### Worum es geht
Benenne in den folgenden Zeilen "sheer curtain" überall in "net curtain" um und gib alle Zeilen sonst unverändert wieder.

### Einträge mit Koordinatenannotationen
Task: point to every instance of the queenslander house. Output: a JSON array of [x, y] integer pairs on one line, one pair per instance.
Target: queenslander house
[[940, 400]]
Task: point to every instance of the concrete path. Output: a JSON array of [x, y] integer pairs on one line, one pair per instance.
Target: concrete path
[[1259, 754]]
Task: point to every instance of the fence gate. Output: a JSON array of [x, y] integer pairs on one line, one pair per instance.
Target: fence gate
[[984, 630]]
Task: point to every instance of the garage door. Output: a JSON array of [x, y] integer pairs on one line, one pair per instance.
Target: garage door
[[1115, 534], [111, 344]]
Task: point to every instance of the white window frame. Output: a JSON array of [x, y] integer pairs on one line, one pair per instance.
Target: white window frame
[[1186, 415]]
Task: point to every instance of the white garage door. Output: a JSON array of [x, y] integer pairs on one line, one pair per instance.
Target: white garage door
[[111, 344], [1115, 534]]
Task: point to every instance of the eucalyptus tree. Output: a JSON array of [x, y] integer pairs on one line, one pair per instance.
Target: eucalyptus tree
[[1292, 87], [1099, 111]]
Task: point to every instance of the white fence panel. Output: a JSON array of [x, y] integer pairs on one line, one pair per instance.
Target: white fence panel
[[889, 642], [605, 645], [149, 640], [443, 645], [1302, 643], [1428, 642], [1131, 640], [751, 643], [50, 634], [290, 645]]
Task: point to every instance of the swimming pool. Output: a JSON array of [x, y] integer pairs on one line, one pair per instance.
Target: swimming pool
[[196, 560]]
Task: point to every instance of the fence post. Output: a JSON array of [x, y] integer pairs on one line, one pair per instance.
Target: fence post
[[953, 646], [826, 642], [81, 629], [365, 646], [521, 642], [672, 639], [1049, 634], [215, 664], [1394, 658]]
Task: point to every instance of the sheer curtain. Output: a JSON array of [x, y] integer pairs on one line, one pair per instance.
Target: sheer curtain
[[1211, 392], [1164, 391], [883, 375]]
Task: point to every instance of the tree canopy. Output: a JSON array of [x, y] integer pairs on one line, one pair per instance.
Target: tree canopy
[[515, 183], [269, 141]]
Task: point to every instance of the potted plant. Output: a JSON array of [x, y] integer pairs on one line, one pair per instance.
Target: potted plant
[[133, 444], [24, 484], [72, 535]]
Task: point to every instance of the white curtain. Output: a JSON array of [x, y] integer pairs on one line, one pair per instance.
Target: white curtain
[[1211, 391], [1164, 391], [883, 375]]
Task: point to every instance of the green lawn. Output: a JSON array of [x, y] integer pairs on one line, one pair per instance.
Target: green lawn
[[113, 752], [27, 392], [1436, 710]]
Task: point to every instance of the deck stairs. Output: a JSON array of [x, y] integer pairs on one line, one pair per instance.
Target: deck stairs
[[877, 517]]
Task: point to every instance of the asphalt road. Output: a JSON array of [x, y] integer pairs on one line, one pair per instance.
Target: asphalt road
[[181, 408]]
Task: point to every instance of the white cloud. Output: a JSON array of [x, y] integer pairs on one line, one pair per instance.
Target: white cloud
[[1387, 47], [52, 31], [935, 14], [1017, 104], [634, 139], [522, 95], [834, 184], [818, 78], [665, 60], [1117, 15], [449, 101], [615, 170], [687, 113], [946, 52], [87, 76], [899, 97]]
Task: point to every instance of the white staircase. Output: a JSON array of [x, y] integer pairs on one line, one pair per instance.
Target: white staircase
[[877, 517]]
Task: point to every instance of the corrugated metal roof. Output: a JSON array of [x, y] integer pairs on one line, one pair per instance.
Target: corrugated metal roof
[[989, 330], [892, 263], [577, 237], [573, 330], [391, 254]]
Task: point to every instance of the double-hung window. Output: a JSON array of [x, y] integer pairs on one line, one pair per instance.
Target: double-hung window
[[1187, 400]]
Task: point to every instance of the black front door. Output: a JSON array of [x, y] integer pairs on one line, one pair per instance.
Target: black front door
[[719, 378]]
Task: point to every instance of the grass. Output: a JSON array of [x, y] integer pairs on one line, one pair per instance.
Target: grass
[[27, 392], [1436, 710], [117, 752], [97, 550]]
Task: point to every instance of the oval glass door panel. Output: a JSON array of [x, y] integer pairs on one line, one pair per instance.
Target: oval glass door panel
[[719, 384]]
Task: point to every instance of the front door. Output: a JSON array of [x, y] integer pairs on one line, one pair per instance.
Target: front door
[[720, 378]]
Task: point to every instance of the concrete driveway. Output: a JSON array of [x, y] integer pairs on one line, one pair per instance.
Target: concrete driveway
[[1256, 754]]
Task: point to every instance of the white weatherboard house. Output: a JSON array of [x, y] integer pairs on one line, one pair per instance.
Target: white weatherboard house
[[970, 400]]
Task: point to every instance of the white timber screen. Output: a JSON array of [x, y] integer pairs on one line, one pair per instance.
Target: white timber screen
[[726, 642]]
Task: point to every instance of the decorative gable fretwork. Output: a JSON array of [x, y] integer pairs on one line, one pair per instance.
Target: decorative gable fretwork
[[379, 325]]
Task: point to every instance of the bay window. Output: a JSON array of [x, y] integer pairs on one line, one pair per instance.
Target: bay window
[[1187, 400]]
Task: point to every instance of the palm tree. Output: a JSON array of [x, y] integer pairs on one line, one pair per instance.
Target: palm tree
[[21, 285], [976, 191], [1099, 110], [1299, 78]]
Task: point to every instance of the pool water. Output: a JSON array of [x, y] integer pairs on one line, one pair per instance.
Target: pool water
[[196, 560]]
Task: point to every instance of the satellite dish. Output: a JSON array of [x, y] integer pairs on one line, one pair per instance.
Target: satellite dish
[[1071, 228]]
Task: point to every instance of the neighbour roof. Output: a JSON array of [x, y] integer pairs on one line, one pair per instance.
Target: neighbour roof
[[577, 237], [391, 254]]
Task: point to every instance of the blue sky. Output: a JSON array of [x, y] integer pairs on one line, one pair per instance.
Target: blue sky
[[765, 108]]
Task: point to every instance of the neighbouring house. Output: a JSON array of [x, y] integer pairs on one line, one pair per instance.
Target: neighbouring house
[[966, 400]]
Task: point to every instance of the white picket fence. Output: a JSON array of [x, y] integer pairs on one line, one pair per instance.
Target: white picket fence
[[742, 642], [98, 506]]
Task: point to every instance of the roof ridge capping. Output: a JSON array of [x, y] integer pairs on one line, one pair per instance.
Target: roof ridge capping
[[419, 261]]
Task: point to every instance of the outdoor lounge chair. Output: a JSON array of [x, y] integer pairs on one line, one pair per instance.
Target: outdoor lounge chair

### Musterlösung
Task: point to every instance of the queenslander house. Output: a JSON array of [x, y] integer pairs on one line, one pair per instance.
Target: queenslander house
[[940, 400]]
Task: point to every instance of the concrete path. Output: a JSON array of [x, y] integer pairs on one line, one pair per instance.
Target: concrete path
[[1259, 754]]
Task: point to every instance of the fence gate. Output: a JSON array of [x, y] integer pairs on one line, one pair per instance.
Target: fence gate
[[984, 630]]
Task: point to every instance of the garage door. Output: a JSON array of [x, y] integer pairs on one line, one pair per instance.
Target: garage door
[[1115, 534], [111, 344]]
Task: point to every instance of the white window frame. Output: a JSON array of [x, y] integer pairs on one line, one pair per instance.
Target: white window frame
[[1186, 415]]
Task: point to every instance of the white garage door. Output: a JSON array of [x, y] integer pairs on one line, one pair per instance.
Target: white garage door
[[111, 344], [1115, 534]]
Task: point to every instance of the eucalyptus tree. Output: a JSON array of [x, y] integer pairs on one line, one pair per instance.
Target: eucalyptus tree
[[1292, 87], [1099, 111]]
Task: point to every instance of the white fence panel. Output: a JSON array of [x, y] integer pairs on one line, one pair per instance.
Target: white fence panel
[[889, 642], [605, 645], [149, 640], [443, 645], [1302, 643], [1428, 642], [1131, 640], [751, 643], [50, 634], [290, 645]]
Task: point to every instance of the swimming pool. Output: a JSON array of [x, y] integer pairs on one line, one pair per instance.
Target: swimming pool
[[196, 560]]
Task: point to every instance of the fence post. Output: a JSON array of [x, y] integer pairs on one line, one pair per instance.
Target: fence post
[[953, 646], [826, 642], [81, 629], [365, 646], [521, 642], [672, 639], [1049, 634], [215, 664], [1394, 658]]
Task: point to every instance of the net curtain. Output: a JSON array of [x, y] integer pairs on one line, one pair per instance.
Target: net curtain
[[1211, 392], [1164, 391], [883, 375]]
Task: point to every instance of the tree canopy. Output: a JSON array of [x, y] integer pairs on one line, one pair per instance.
Target: tree canopy
[[515, 183], [269, 141]]
Task: point to every instance of the potted plant. Output: a JSON array of [x, y] integer pairs on one line, one pair per instance.
Target: potted plant
[[133, 444], [24, 484], [72, 535]]
Task: point to every instance of the white curtain. Output: a JSON array of [x, y] integer pairs on one line, one pair per instance.
Target: white curtain
[[1211, 391], [1164, 391], [883, 375]]
Task: point to every instance of the green lawn. Output: a JSON array of [x, y] integer pairs on one line, one pair per instance.
Target: green lawn
[[113, 752], [27, 392], [1436, 710]]
Task: point to every instance of the deck stairs. Output: a JSON array of [x, y] integer pairs on one line, one pair per instance.
Target: deck stairs
[[877, 517]]
Task: point to every instance of the asphalt road. Output: a JSON array of [x, y] integer pairs on one line, one pair per instance.
Target: asphalt road
[[181, 408]]
Task: point to every instance of the white cloud. Output: a JSON array of [x, y] integer pairs on one line, one pair per instance.
Target: white cloud
[[1387, 47], [52, 31], [935, 14], [1017, 104], [634, 139], [522, 95], [834, 184], [818, 78], [665, 60], [1117, 15], [449, 101], [615, 170], [687, 113], [946, 52], [87, 76], [899, 97]]
Task: point to every instance of the white staircase. Output: a JSON array of [x, y] integer pairs on one line, one pair per instance.
Target: white staircase
[[877, 517]]
Task: point to every instance of the corrugated metal roof. Output: a JSON array of [x, y] integer pairs on one line, one pair per instance.
Target: corrugated metal roof
[[989, 330], [892, 263], [577, 237], [573, 330], [391, 254]]
Task: point to every instance of the double-hung window. Output: a JSON array of [x, y] integer pairs on one line, one pair per instance.
Target: double-hung window
[[1187, 400]]
Task: point to every instance of the black front door. Output: a JSON array of [x, y] integer pairs on one line, one pair per instance.
Target: black front door
[[719, 378]]
Task: point to every instance of the grass. Output: a JSON array of [x, y] integer pairs on one line, one pair per instance.
Target: grass
[[27, 392], [1436, 710], [117, 752], [97, 550]]
Task: point to every instance of the oval glass door panel. Output: a JSON array of [x, y] integer pairs on one line, one pair per instance.
Target: oval glass door panel
[[719, 384]]
Task: point to every instance of the front door. Output: a JSON array of [x, y] integer pairs on one line, one pair per instance.
Target: front door
[[720, 378]]
Task: point to every instance of the concrete driveway. Output: a JSON array of [x, y] integer pairs on one line, one pair per instance.
Target: concrete driveway
[[1256, 754]]
Task: point to every instance of the white weatherboard house. Output: a JSON array of [x, y] integer pairs on one line, one pair per instance.
Target: white weatherboard house
[[970, 400]]
Task: point to every instance of the white timber screen. Output: a JSON array of [x, y] integer pairs on one line, one pair per instance.
Target: white timber screen
[[726, 642]]
Task: point to every instance of the decorative gable fretwork. Output: a JSON array of [x, y] integer pairs on one line, one pair per instance.
Target: decorative gable fretwork
[[379, 325]]
Task: point to every instance of the bay window. Output: a JSON array of [x, y] integer pairs on one line, one pair per instance.
Target: bay window
[[1187, 400]]
Task: point to every instance of the palm tree. Output: a JSON array of [x, y] integer pairs on one line, one pair per instance.
Target: palm tree
[[21, 285], [976, 191], [1099, 110], [1299, 78]]
Task: point to every instance of the pool water. Output: a JSON array of [x, y] integer pairs on one line, one pair per instance.
Target: pool water
[[196, 560]]
Task: point to every instance of the satellite dish. Output: a JSON array of [x, y] integer pairs on one line, one pair per instance.
Target: satellite dish
[[1071, 228]]
Task: point to every instance of the neighbour roof. Output: a JSON array of [x, y] integer pairs on one line, one pair per instance.
Target: neighbour roof
[[577, 237], [391, 254]]
Task: point to every instance of the blue sky. Output: a JSON array of [x, y] integer pairs on one line, one pair per instance.
Target: blue sky
[[765, 108]]
Task: point to every instance of the neighbouring house. Output: a JSON array of [x, y] integer pairs on one line, one pair per instance.
Target: neighbouring house
[[966, 400]]
Task: point to every instance of the white picket fence. Output: a JSON array of [x, y] integer pairs on one line, one pair per instance.
Target: white picket fence
[[742, 642], [98, 506]]
Task: point to every instance of the roof ridge capping. Output: a JSON array of [x, y] integer pairs on one line, one pair per instance.
Target: roof ridge capping
[[419, 261]]
Task: point to every instance of the outdoor lounge chair. Output: a JSON array of [x, y] integer pairs on one line, one pair per instance.
Target: outdoor lounge chair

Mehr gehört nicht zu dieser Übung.